* Task brief
The response must consist of the complete listing below, reproduced without alteration.

* Data

□ □ □ □

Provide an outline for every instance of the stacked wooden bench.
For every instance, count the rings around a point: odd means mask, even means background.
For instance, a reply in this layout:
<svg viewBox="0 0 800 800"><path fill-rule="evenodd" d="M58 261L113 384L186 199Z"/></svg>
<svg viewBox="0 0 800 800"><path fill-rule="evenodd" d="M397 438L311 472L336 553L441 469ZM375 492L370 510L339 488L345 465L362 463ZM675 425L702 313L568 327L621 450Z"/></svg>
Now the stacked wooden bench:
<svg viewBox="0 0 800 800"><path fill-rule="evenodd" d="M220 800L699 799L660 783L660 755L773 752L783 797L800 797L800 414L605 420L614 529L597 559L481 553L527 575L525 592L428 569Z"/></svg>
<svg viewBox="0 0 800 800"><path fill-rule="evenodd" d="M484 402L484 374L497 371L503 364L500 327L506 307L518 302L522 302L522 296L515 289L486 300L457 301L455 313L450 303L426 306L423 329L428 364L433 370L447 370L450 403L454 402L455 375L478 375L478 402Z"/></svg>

□ □ □ □

* Output below
Provide an outline for every instance of the stacked wooden bench.
For every instance, count the rings around a point: odd means mask, even means background.
For instance, a reply in this layout:
<svg viewBox="0 0 800 800"><path fill-rule="evenodd" d="M58 261L113 384L186 199Z"/></svg>
<svg viewBox="0 0 800 800"><path fill-rule="evenodd" d="M397 438L311 472L336 553L441 469ZM375 492L370 510L339 488L345 465L362 463ZM675 425L702 313L568 327L621 450Z"/></svg>
Now the stacked wooden bench:
<svg viewBox="0 0 800 800"><path fill-rule="evenodd" d="M220 800L699 799L660 783L660 755L773 752L783 797L800 797L800 414L605 420L614 529L597 559L481 553L527 575L525 592L428 569Z"/></svg>
<svg viewBox="0 0 800 800"><path fill-rule="evenodd" d="M484 402L484 374L497 371L503 364L500 327L506 307L518 302L522 302L522 296L515 289L486 300L457 301L455 313L450 303L426 306L423 329L428 364L433 370L447 370L450 403L454 402L455 375L478 375L478 402Z"/></svg>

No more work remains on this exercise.